* **Work to be completed**
Could you transcribe every record below exactly as written, leaving out any pictures?

* **Data shown**
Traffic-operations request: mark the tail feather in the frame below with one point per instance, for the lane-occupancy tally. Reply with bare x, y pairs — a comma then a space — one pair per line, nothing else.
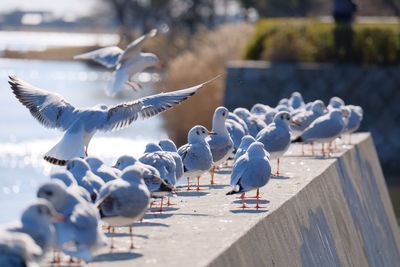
70, 146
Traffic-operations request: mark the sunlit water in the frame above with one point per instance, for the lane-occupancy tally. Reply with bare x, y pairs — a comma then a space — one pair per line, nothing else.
23, 141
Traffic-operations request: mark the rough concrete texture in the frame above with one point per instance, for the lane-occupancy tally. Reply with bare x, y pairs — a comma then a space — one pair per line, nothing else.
320, 212
375, 88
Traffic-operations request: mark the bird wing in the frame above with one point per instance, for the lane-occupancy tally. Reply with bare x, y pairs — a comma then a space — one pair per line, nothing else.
135, 47
122, 115
107, 56
50, 109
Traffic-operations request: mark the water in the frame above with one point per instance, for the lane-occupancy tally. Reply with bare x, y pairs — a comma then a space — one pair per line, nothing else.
23, 141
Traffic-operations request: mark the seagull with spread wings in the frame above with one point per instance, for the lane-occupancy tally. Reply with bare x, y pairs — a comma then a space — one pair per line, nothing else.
80, 124
126, 62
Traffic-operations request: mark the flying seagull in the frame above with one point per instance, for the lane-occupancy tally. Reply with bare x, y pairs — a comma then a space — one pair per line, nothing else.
126, 62
80, 124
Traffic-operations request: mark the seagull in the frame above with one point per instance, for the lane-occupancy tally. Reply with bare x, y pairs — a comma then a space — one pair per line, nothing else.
246, 141
325, 128
196, 154
126, 63
276, 136
251, 171
151, 176
169, 146
68, 179
37, 222
18, 250
78, 235
125, 200
80, 169
98, 167
221, 143
80, 124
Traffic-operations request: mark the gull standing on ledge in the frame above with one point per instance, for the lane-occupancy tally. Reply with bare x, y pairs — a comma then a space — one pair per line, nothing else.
80, 124
126, 63
221, 143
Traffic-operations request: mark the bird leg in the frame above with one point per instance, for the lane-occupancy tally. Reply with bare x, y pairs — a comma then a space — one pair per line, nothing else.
198, 183
131, 237
188, 188
212, 174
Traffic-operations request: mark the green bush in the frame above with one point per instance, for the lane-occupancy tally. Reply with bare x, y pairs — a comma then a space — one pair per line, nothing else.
306, 40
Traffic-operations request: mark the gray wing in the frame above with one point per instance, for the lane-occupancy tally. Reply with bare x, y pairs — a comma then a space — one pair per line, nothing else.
135, 47
122, 115
107, 56
50, 109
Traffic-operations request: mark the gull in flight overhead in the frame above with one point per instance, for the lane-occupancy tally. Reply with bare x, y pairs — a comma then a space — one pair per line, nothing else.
126, 62
80, 124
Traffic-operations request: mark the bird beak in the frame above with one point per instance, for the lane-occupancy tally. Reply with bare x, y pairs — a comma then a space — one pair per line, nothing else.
58, 218
295, 123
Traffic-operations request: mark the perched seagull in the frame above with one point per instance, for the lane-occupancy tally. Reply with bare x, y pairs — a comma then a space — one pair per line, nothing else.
221, 143
276, 136
236, 132
68, 179
325, 128
246, 141
18, 250
151, 176
296, 101
354, 121
163, 161
126, 63
251, 171
37, 222
169, 146
125, 200
196, 154
254, 123
80, 124
80, 169
78, 235
98, 167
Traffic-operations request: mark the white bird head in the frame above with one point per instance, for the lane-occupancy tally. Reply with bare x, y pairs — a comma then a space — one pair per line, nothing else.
94, 162
256, 149
168, 145
40, 210
55, 192
78, 167
124, 161
152, 147
132, 174
198, 133
66, 177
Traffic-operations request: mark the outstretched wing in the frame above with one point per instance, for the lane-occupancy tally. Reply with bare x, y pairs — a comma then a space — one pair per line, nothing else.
50, 109
122, 115
135, 47
107, 56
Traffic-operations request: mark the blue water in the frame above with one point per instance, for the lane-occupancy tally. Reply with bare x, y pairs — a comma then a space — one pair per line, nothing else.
23, 141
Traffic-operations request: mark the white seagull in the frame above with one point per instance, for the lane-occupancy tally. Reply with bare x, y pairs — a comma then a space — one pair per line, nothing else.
80, 124
126, 63
251, 171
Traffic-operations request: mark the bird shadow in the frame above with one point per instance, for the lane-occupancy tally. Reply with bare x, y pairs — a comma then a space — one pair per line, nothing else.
193, 193
117, 256
249, 210
251, 201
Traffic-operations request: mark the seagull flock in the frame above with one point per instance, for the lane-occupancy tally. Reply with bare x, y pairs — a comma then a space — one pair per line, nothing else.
88, 197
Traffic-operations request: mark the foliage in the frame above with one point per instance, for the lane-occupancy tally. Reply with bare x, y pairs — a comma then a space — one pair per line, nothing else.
305, 40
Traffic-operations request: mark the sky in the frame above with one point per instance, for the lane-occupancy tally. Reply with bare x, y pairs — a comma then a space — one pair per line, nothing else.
58, 7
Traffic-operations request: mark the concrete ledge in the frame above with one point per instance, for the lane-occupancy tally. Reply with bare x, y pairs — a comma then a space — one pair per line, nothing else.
321, 212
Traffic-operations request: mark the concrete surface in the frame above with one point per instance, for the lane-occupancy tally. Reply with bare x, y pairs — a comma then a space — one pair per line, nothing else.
320, 212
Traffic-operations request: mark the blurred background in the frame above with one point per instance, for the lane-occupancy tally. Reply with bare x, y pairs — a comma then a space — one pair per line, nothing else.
349, 48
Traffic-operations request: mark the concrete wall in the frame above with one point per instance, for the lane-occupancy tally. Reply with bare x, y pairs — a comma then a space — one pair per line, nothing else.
343, 217
376, 89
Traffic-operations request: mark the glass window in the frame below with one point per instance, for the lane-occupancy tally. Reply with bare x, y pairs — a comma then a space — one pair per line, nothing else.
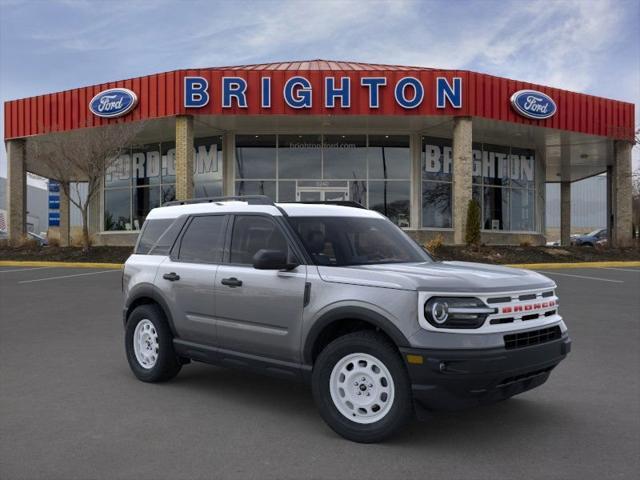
117, 209
144, 199
151, 232
300, 156
436, 204
203, 240
252, 233
207, 167
392, 199
257, 187
342, 241
344, 156
437, 159
522, 205
389, 157
496, 208
255, 156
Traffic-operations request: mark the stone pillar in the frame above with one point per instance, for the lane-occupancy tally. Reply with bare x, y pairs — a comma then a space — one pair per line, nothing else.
228, 164
462, 175
184, 157
622, 192
565, 213
65, 217
416, 180
16, 190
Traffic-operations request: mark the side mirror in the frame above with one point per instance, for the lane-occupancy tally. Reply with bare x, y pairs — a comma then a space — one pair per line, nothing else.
272, 260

* **Full answer**
Traffic-operations request: mark the tail feather in the frame below with one point per instance, for the lane-occupancy tally. Reply with bare x, y pairs — a comma then a space — one pair per line, nothing else.
70, 146
Traffic-operations request: mark the sunlit water in the frame above with one point per instance, for the lane-occupancy tally. Reply with bare x, y pairs — a comma then a space — one pair per line, nothing else.
23, 141
Traffic-operations request: mark the rough concrete texture in the frame above with one point per instance, for the lane-occupancy tally. Reply with bare x, y pairs — a comma then a space — one pair per line, nothing else.
320, 212
375, 88
Traffic-operations request: mark the bird wing in the frame above with one point per instance, for the lane-occupancy tally. Reply with bare x, y pairs — a comma then a space — one pair per line, nothing else.
135, 47
122, 115
107, 56
50, 109
Traffic-operations request: mark the water in the frame above with one point per instance, for the lane-occupancy tally. Reply with bare x, y pairs — a comma then a space — one pair per line, nothing else.
23, 141
Traffic-operations request: mark the seagull with spread wings in the frame above with one point per instance, for the lane-occupancy tally. Reply with bare x, y pairs — a comma then a space — one pair per line, nothing else.
80, 124
126, 62
Traffic-operations request: mark the flying seagull in the frame above with one point per instance, for the lane-occupancy tally. Reply with bare x, y pairs — a comma then a space — one pair per line, nothing else.
126, 62
80, 124
Traffic-operations request: mark the seagull in the frame above with one point per instance, for the lane-occupancy tally. Reply with bare x, y pairs — a comma then a space — one pair per line, nothing else.
246, 141
325, 128
196, 154
126, 63
276, 136
251, 171
151, 176
169, 146
68, 179
37, 222
18, 250
78, 235
125, 200
80, 169
98, 167
221, 143
80, 124
Traffic-operations request: mark the gull standing on ledge in the frame above with one point per instance, for the lane-occupancy tally. Reply with bare x, y pairs — a comma then a space — one pair per line, nothing else.
80, 124
126, 63
221, 143
Traffic-operations request: mark the bird leg in the frame above with one point per instance, for the lane-occupancy tally. Reply with bare x, y pairs — a comma then a space — one pair per line, nothing else.
198, 183
131, 237
188, 188
212, 174
Traffic-operations request: mark the green bush in the frame above with one point per instance, for the lane-occupancy tally. Reply with bare x, y pairs — a comma then a space — one pair per line, nothing else.
306, 40
Traffic-operations request: mark the gray wing in the frame above with one point per instance, for the lane-occupancy tally. Reply with bare x, y pairs — a comma then a space — one pair per line, nothing else.
135, 47
122, 115
107, 56
50, 109
Traffic-operations request: mark the gull in flight overhead in the frame above with one point per instance, for the lane-occupancy tally. Reply with bare x, y pairs — a comma then a space — one pair per line, nothing else.
126, 62
80, 124
Traffic-operations request: mark the bird beak in the frame above with one point per instance, for the lane-occupancy tally. Reply with bare x, y pairs — a comma then a space — one pair per line, nothing else.
58, 218
295, 123
Traffic-operations request: mark the perched seagull in the frame above with one point per instance, for the lane-occupancy tally. Reply with bare x, y pairs — a comma then a space — one pair per line, nothing else.
221, 143
276, 136
236, 132
68, 179
325, 128
246, 141
18, 250
151, 176
296, 101
354, 121
163, 161
126, 63
251, 171
37, 222
169, 146
125, 200
196, 154
254, 123
80, 124
80, 169
78, 235
98, 167
Traffic-operations request: mark the white bird head in the frame above with one point per instance, for the lane-occupancy tally. Reply with bare x, y pairs — a comma then a space — one pair per line, nothing else.
94, 162
256, 149
168, 145
40, 210
55, 192
78, 167
124, 161
152, 147
132, 174
198, 133
66, 177
Traffic-operations request: mark the outstretched wing in the frame above with one point per instance, for the lane-occupancy tally. Reply with bare x, y pairs — a comma then a space — one pair per line, nothing else.
50, 109
122, 115
135, 47
107, 56
Traffic-operations request: mark the blue water in the frame above with one point per instance, for the lane-occupancy tally. Reply with bare x, y pairs — a comma then a space — one pair per line, nothing else.
23, 141
Traffic-operations request: mark the white seagull in the frame above with one point per instance, for the lane-occupancy tally. Reply with bare x, y pairs — a comma then a space — one pair per line, nothing else.
80, 124
126, 63
251, 171
Traffic-operations request: mark the bird shadow in the frame above with one point per instance, for the lane-occupancy tally. Reply with bare x, y pairs — a comma then a space — one pair per line, nothing else.
193, 193
117, 256
249, 210
251, 201
Traffic-operations request: mark the seagull flock in the frame above with one point per instance, for the lane-occupancy tally. Reply with bare x, y pairs — a comma then a space — one pair per line, nothing else.
88, 197
Traffic-operations request: mark the foliage in the frame above with one point per instance, for the lane-occupancy tally. Reply with bare x, y pairs — a comma then a space — one pair per line, nothing else.
305, 40
Traffic-operations request: mark the sky in the frame above with one point per instance, for the lane-occupancy tally. Reply with bare x, y pairs — a comma then a space — one pair per line, nothing else.
58, 7
Traffic-operations request: mark the concrete ledge in the frame above with one point per instance, for the lane-occupancy tally. Reply with bare x, y pairs — a comma then a space — one pair per line, nothing else.
321, 212
Traffic-operations request: mark the concrete surface in the frame above with one point per instance, for the lane-occupancy tally. Reply with bare x, y pairs — a comma then a space — one pair per line, nothing else.
320, 212
Traffic-operations request: mark the blurred background in the frame above with one point per instance, for the lane-occupancy tally. Reply with bare x, y pairs — a comma then a space — one pair per line, nothing else.
349, 48
Traffic-operations request: mark the concrete wall in the frame above with one point per instance, for the lane-occupancy tally. Reply with bare x, y pairs — a comma then a space — one pair per line, nothing else.
343, 217
376, 89
Traffic-operations request: mark the glass window in the frame below with one point per instance, for the lane-occupancy tally. Reply with bare x, y pairs — a comma then a space — one pair per line, nothing else.
117, 209
144, 199
151, 232
300, 156
436, 204
203, 240
252, 233
207, 167
392, 199
257, 187
342, 241
344, 156
437, 159
522, 205
389, 157
496, 208
255, 156
Traffic-operations request: mark the stone pillar in the frame above with one point per instance, for the lane-occupancy tally. Reply with bare x, y pairs — a comma then a space — one pair per line, nothing else.
228, 164
462, 175
184, 157
622, 192
565, 213
65, 217
416, 180
16, 190
Traffic-operations request: mark the side mirror in the frame above with one point per instance, for the lane-occupancy tally. Reply with bare x, y pairs — a comma then a space — one pair per line, nothing else.
272, 260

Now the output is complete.